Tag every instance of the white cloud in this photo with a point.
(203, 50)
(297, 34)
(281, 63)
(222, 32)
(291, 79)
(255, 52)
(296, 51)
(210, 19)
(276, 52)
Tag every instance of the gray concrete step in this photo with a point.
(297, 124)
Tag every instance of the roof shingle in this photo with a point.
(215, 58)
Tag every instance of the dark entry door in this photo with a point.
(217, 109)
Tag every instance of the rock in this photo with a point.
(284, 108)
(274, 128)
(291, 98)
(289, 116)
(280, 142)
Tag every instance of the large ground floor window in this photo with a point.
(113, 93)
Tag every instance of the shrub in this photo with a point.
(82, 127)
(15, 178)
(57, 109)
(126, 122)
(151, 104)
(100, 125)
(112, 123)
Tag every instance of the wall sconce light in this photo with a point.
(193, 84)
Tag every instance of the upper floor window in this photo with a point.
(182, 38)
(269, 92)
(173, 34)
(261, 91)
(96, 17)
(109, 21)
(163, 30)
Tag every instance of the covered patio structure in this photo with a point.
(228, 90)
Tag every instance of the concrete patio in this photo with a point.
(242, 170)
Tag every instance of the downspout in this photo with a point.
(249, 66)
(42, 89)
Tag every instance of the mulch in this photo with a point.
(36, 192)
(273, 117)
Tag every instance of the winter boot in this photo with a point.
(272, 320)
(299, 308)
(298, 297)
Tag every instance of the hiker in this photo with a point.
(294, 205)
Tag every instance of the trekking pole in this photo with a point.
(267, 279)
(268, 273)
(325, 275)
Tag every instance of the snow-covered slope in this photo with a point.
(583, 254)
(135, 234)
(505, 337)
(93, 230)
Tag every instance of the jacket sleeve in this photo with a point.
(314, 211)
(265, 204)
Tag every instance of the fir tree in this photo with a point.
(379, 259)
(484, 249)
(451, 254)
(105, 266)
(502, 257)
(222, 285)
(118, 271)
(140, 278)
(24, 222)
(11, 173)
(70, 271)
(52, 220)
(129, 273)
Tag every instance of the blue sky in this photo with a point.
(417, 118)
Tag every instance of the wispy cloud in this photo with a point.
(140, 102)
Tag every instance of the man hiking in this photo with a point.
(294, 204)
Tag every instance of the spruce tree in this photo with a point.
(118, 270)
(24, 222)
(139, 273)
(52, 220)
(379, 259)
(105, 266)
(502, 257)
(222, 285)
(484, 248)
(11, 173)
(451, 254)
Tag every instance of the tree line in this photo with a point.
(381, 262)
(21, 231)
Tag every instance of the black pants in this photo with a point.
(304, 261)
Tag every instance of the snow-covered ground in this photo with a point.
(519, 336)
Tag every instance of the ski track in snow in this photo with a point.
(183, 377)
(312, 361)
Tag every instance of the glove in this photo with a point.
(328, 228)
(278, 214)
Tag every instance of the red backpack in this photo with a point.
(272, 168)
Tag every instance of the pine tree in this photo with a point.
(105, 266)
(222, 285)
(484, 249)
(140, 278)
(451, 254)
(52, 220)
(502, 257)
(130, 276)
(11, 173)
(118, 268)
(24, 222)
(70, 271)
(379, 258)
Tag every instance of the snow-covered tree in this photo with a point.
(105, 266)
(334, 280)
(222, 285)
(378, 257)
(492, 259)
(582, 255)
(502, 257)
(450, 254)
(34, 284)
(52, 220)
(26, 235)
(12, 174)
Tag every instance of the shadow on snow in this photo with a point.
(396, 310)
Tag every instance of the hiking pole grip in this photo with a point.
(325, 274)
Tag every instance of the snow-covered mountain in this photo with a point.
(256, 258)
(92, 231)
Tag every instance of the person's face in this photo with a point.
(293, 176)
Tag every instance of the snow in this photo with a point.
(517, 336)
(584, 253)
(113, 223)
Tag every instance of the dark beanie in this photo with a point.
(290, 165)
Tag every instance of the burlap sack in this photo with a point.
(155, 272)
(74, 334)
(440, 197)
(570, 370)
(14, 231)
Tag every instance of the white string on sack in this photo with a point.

* _Exercise prompt_:
Repeat all of the records above verbatim, from the first line to the last.

* _Response below_:
Tag every instance of the white cloud in this photo with a point.
(203, 50)
(297, 34)
(281, 63)
(222, 32)
(291, 79)
(255, 52)
(296, 51)
(210, 19)
(276, 52)
Tag every instance of the gray concrete step in this photo with a point.
(297, 124)
Tag every instance of the roof shingle in this photo with a point.
(215, 58)
Tag every instance of the dark entry door in this photo with a point.
(217, 109)
Tag every instance of the rock in this photo with a point.
(284, 108)
(274, 128)
(291, 98)
(289, 116)
(280, 142)
Tag every instance of the large ground floor window in this photo with a point.
(113, 93)
Tag every instance of the shrub in this photo with a point.
(82, 127)
(15, 178)
(57, 109)
(126, 122)
(151, 104)
(100, 125)
(112, 123)
Tag every instance of the wall sconce light in this photo with a point.
(193, 84)
Tag every instance of the upper floor window in this photo with a point.
(182, 38)
(269, 92)
(173, 34)
(261, 91)
(96, 17)
(109, 21)
(163, 30)
Tag every instance of the covered patio structure in this photo with a point.
(228, 90)
Tag every instance of the concrete patio in this photo with a point.
(242, 170)
Tag every instance of the downspout in this photo with a point.
(249, 66)
(42, 89)
Tag every instance of the mulch in this photo with a point.
(36, 192)
(273, 117)
Tag every instance of the winter boot in this photo with a point.
(272, 320)
(299, 308)
(298, 297)
Tag every instance of the hiker in this photo with a point.
(294, 205)
Tag every instance of the trekking pole in this photo with a point.
(267, 279)
(268, 273)
(325, 275)
Tag every instance of the snow-covered slope in this photo with a point.
(583, 254)
(135, 234)
(505, 337)
(93, 230)
Tag every instance of the jacket sleeve in this photo with a point.
(314, 211)
(265, 204)
Tag every instance of the fir tree in this photo with a point.
(379, 259)
(484, 249)
(451, 254)
(105, 266)
(502, 257)
(222, 285)
(118, 271)
(140, 278)
(24, 222)
(11, 173)
(70, 271)
(52, 220)
(129, 273)
Tag every instance of the blue sky in this photo with a point.
(417, 118)
Tag every instance of the wispy cloud in this photo with a point.
(140, 102)
Tag every instance of the man hiking in this photo with a point.
(294, 204)
Tag every instance of the spruce tree in this photo with a point.
(118, 270)
(24, 222)
(139, 273)
(52, 220)
(379, 259)
(105, 266)
(502, 257)
(222, 285)
(484, 248)
(11, 173)
(451, 254)
Tag every instance of the tree line in this photo with a point.
(381, 262)
(21, 231)
Tag every instance of the black pants in this photo with a point.
(304, 261)
Tag every instance of the snow-covered ground in this photo with a point.
(519, 336)
Tag every instance of the ski track in snow in this photo with a point.
(183, 377)
(312, 361)
Tag every instance of the glove in this photo with a point.
(328, 228)
(278, 214)
Tag every instance of the red backpack in this photo with a point.
(272, 168)
Tag every instance of the pine tree in this photo with a point.
(105, 266)
(222, 285)
(484, 249)
(140, 278)
(451, 254)
(52, 220)
(502, 257)
(130, 276)
(11, 173)
(118, 268)
(24, 222)
(70, 271)
(379, 258)
Tag every instance of the snow-covered tree in this photo with a point.
(105, 266)
(334, 280)
(222, 285)
(378, 257)
(492, 259)
(582, 255)
(502, 257)
(450, 254)
(34, 284)
(52, 220)
(26, 235)
(12, 174)
Tag every instance of the shadow on snow in this photo with a point.
(396, 310)
Tag every instance of the hiking pole grip in this photo with a point.
(325, 274)
Tag every instance of the snow-covered mountain in this photo with a point.
(256, 258)
(92, 231)
Tag every instance of the person's face in this photo with a point.
(293, 176)
Tag every instance of the snow in this photo with a point.
(517, 336)
(584, 253)
(113, 223)
Tag every instance of the dark beanie in this photo with a point.
(290, 165)
Tag every instance of the burlap sack in this photo with a point.
(155, 272)
(74, 334)
(440, 197)
(570, 370)
(14, 231)
Tag every instance of the white string on sack in this photo with a point.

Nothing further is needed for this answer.